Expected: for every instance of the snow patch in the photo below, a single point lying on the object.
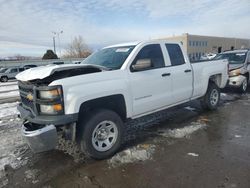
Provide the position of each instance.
(190, 108)
(8, 109)
(182, 132)
(32, 175)
(141, 152)
(237, 136)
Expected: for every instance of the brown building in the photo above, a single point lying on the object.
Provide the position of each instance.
(197, 46)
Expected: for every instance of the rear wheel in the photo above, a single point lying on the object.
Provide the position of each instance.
(244, 86)
(4, 79)
(102, 134)
(212, 97)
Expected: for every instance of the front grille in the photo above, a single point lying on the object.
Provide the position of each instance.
(25, 90)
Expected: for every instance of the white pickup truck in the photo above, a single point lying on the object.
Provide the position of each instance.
(90, 102)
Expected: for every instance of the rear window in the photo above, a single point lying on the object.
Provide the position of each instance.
(175, 54)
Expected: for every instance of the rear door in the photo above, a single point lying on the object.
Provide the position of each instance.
(152, 88)
(181, 73)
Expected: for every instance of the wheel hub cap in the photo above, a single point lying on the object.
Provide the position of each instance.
(214, 98)
(104, 136)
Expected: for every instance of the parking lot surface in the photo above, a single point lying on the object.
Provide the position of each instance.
(188, 147)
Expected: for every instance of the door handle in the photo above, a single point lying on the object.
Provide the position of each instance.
(165, 74)
(188, 70)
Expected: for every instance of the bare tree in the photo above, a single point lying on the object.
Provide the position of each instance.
(77, 49)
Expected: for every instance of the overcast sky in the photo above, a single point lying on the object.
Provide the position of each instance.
(26, 25)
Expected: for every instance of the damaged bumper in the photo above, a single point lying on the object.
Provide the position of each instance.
(40, 138)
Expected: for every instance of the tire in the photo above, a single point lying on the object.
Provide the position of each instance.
(212, 97)
(102, 134)
(244, 86)
(4, 79)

== What the task asks ==
In the listing above, find the line containing "Expected: for every instance of the bare", then reproduce it and each line after it through the end, exactly and with nothing added.

== Exercise result ==
Expected: for every instance of the bare tree in the photo above, a single point lying on the object.
Provide the position of each instance.
(77, 49)
Expected: for every instance of the overcast sky in the photo above, a single point lying on the object.
Provide the position of each instance.
(26, 25)
Expected: for every instance of the damaged bumper in the photo above, a single point lying on the object.
Provide the position of each instance.
(40, 138)
Expected: for every instance of the tire in the photo above, a single point lying on the object.
Provide the position of each instance.
(212, 97)
(102, 134)
(244, 86)
(4, 79)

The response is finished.